# START OF Available data
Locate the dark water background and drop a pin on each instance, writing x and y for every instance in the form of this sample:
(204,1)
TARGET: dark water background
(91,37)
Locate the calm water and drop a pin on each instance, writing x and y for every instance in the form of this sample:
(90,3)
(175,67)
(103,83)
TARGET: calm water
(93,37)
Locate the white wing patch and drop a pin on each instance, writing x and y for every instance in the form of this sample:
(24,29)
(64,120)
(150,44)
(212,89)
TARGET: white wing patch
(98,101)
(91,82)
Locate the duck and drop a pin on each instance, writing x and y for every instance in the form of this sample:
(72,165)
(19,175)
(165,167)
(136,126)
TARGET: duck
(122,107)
# END OF Available data
**Exercise aim**.
Reproduce the complete set of lines precisely as supplied.

**Expected answer**.
Locate the dark water background and drop a pin on each instance, writing x and y for every instance in the form of this sample:
(204,1)
TARGET: dark water background
(91,37)
Locate the calm water and drop a pin on each instance, writing x and y for every instance in the form of this sample:
(90,3)
(175,67)
(103,83)
TARGET: calm water
(93,37)
Locate the white wing patch and drop a pin on each instance, writing x and y for every instance in the form of this sample:
(24,29)
(64,120)
(150,44)
(212,89)
TARGET: white wing patch
(98,101)
(91,82)
Locate the duck and drop a pin on each instance, writing x and y for every instance in the form of this sample:
(72,165)
(19,175)
(165,167)
(136,126)
TARGET: duck
(122,107)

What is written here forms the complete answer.